Copy every entry precisely.

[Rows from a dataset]
((
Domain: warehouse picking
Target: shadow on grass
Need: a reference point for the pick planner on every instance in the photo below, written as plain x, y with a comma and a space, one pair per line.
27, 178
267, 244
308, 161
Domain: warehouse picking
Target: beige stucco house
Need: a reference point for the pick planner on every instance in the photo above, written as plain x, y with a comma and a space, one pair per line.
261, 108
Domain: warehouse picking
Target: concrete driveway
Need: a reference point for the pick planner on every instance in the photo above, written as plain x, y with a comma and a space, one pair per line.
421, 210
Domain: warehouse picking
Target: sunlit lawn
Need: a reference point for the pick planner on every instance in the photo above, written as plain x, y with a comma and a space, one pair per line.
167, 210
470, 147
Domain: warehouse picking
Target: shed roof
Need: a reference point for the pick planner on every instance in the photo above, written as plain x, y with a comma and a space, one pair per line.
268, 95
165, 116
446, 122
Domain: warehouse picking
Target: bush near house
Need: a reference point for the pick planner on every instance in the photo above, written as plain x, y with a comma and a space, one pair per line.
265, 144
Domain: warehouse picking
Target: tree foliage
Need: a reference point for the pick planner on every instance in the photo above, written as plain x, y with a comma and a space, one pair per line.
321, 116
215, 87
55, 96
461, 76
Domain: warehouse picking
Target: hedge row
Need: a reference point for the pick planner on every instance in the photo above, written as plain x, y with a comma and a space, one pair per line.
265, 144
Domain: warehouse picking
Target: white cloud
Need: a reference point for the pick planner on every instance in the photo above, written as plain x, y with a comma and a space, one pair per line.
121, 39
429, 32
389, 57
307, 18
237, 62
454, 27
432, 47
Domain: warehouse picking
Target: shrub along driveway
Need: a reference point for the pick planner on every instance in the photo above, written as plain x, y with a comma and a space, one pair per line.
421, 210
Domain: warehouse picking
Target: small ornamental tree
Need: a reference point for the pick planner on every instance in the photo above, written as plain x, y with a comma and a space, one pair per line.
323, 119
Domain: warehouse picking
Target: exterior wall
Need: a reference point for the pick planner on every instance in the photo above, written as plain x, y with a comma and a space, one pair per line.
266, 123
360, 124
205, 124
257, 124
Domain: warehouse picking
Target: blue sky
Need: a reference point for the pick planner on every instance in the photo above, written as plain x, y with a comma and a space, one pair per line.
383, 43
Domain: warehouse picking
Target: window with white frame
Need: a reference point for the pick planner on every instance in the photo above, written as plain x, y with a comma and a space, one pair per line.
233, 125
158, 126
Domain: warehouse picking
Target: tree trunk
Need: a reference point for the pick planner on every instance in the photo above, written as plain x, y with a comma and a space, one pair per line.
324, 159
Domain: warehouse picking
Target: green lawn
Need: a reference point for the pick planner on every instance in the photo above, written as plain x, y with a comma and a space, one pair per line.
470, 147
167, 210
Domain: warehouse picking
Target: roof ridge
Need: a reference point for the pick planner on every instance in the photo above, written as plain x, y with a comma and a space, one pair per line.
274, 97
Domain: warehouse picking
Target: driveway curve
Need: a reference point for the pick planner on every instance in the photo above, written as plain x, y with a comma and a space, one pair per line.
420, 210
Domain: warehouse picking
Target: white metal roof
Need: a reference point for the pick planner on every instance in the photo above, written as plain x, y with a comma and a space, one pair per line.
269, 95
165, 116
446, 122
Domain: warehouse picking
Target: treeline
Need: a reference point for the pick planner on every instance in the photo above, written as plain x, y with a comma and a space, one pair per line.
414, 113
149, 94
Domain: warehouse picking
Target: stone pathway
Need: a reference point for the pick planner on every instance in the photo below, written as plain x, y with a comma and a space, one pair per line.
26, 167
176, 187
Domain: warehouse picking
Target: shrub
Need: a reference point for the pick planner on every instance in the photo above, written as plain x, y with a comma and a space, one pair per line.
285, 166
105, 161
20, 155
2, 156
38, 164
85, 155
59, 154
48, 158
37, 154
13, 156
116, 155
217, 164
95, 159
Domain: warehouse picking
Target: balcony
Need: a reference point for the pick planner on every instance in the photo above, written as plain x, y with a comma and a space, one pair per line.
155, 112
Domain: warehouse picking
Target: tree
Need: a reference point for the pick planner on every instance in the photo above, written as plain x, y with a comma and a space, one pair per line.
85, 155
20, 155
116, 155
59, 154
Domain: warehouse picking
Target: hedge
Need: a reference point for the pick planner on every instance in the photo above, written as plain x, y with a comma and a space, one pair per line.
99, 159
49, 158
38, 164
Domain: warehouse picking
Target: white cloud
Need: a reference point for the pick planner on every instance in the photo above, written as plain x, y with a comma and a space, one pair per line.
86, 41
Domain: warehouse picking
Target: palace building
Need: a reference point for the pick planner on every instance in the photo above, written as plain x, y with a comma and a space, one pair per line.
))
Worked solution
Domain: warehouse picking
Target: shadow on grass
Need: a reference point for the pick planner on every instance in the photo below, written as plain x, y with a comma and a space, one pair per line.
27, 178
267, 244
308, 161
Domain: warehouse picking
Target: beige stucco house
Need: a reference point for the pick planner on every instance in the photo above, written as plain x, y with a comma and a space, one pair per line.
261, 108
Domain: warehouse picking
Target: concrete driveway
Need: a reference point for the pick planner on every instance in the photo above, written as plain x, y with a comma and a space, one pair per line.
421, 210
Domain: warehouse picking
Target: sunlit lawn
Need: a reference point for the pick planner on every instance in the photo above, written as plain x, y with a comma and a space, one pair per line.
167, 210
470, 147
Domain: warehouse picking
Target: shed roof
Need: a reference point for the pick planner on every instance in the photo above, written as plain x, y with a comma and a space, one pair per line.
268, 95
165, 116
446, 122
Domain: warehouse picking
Target: bush near house
Need: a reference point for the pick planner on every instance in the photo above, written as plain x, y with a comma and a space, one pair per line.
265, 144
Domain: warehouse picking
Target: tree foliage
Need: a reference point for the pick planner on every instance in the photo above, written as plain x, y with a comma and a space, one pair per line.
321, 116
215, 87
55, 96
461, 76
Domain: warehouse picking
Target: hedge row
Need: a reference point for the pick planner on every instance in the photo above, written as plain x, y with a comma and a space, one pair per line.
265, 144
Domain: warehouse picking
Target: white cloud
Need: a reference point for the pick planner on every instance in the photo above, written as plain x, y with a comma and a space, one pair per line.
121, 39
429, 32
389, 57
307, 18
237, 62
454, 27
432, 47
Domain: warehouse picking
Target: shrub along driveway
Need: a reference point for the pick planner on every instance in the photo above, written as plain x, y with a comma and a space, one pair per line.
421, 210
Domain: warehouse picking
Target: small ornamental tree
Need: a reference point for the pick planner on every instance in the photo above, written as plain x, y with a comma and a space, one pair per line.
323, 119
Domain: warehouse picking
Target: exterior wall
Need: a reference point for the pick planner on every instance in the photo above, written as plain x, y with a comma and a space, one pair per line.
266, 123
360, 124
205, 124
257, 124
Domain: warehouse picking
Target: blue sky
Need: a reference point for the pick planner on every instance in the photo above, written as plain x, y with a comma and a space, one pair per line.
383, 43
Domain: warehouse picking
Target: window with white frame
Need: a reference point for the pick planner on every instance in the photo above, written as plain x, y with a comma and a space, one pair per line.
233, 125
158, 126
Domain: warehouse picking
Target: tree trunk
Need: a reference point for the pick planner on every instance in the photo above, written as plain x, y with a comma and a space, one pair per line.
324, 159
Domain: warehouse picking
Target: green lawn
Need: a reference point for the pick planner on every instance in the photo above, written as plain x, y with a comma and a space, one pair per line.
470, 147
167, 210
Domain: warehouse picking
Target: roof ridge
Need: a reference point for the pick planner on every instance in the photo above, written as plain x, y with a comma and a space, one pair per line.
274, 97
Domain: warehouse picking
Target: driveway curve
Need: a reference point for the pick planner on every instance in the photo above, written as plain x, y with a comma and a space, one pair per line.
420, 210
Domain: warehouse picking
Target: white metal roof
Need: a reference point for the pick planner on every instance in the photo above, written as plain x, y with a comma and a space, one pair per line.
269, 95
165, 116
446, 122
Domain: warehouse picking
Target: treeline
Need: a reference point for the pick planner on every instance in the photo above, written as plain x, y with a comma and a space, one pair per line.
414, 113
149, 94
Domain: warehouse picking
Target: stone pathway
Need: a reference point for the pick planner on every instance in the photo below, written as plain x, y with a comma and a space, one pair per line.
26, 167
176, 187
Domain: warehouse picking
Target: shrub
Need: a reference point for the pick planner on every instance in the photo above, written as plain x, y with a comma and a space, one pair per line.
285, 166
105, 161
20, 155
2, 156
38, 164
85, 155
59, 154
48, 158
37, 154
13, 156
116, 155
217, 164
95, 159
Domain: warehouse picking
Target: balcony
Need: a reference point for the pick planner on every instance in the photo above, written as plain x, y with a comma and a space, one pair per line.
155, 112
Domain: warehouse picking
Target: tree
Need: a reference point for the pick planner on every instance in the photo above, written as plain x, y with a comma and a space, one pair per line.
85, 155
20, 155
116, 155
59, 154
Domain: warehouse picking
Target: hedge
Need: a reference point for the pick planner on every instance in the photo above, written as plain x, y with a comma and a space, one pair per line.
99, 159
49, 158
38, 164
Domain: warehouse picking
Target: white cloud
Need: a reference point for the pick planner on every instance in the photo above, written as plain x, y with a comma and a space, one pair per line.
86, 41
Domain: warehouse picking
Target: palace building
Need: a reference point for the pick planner on every instance in the photo above, written as plain x, y with a comma and a space, one pair per line.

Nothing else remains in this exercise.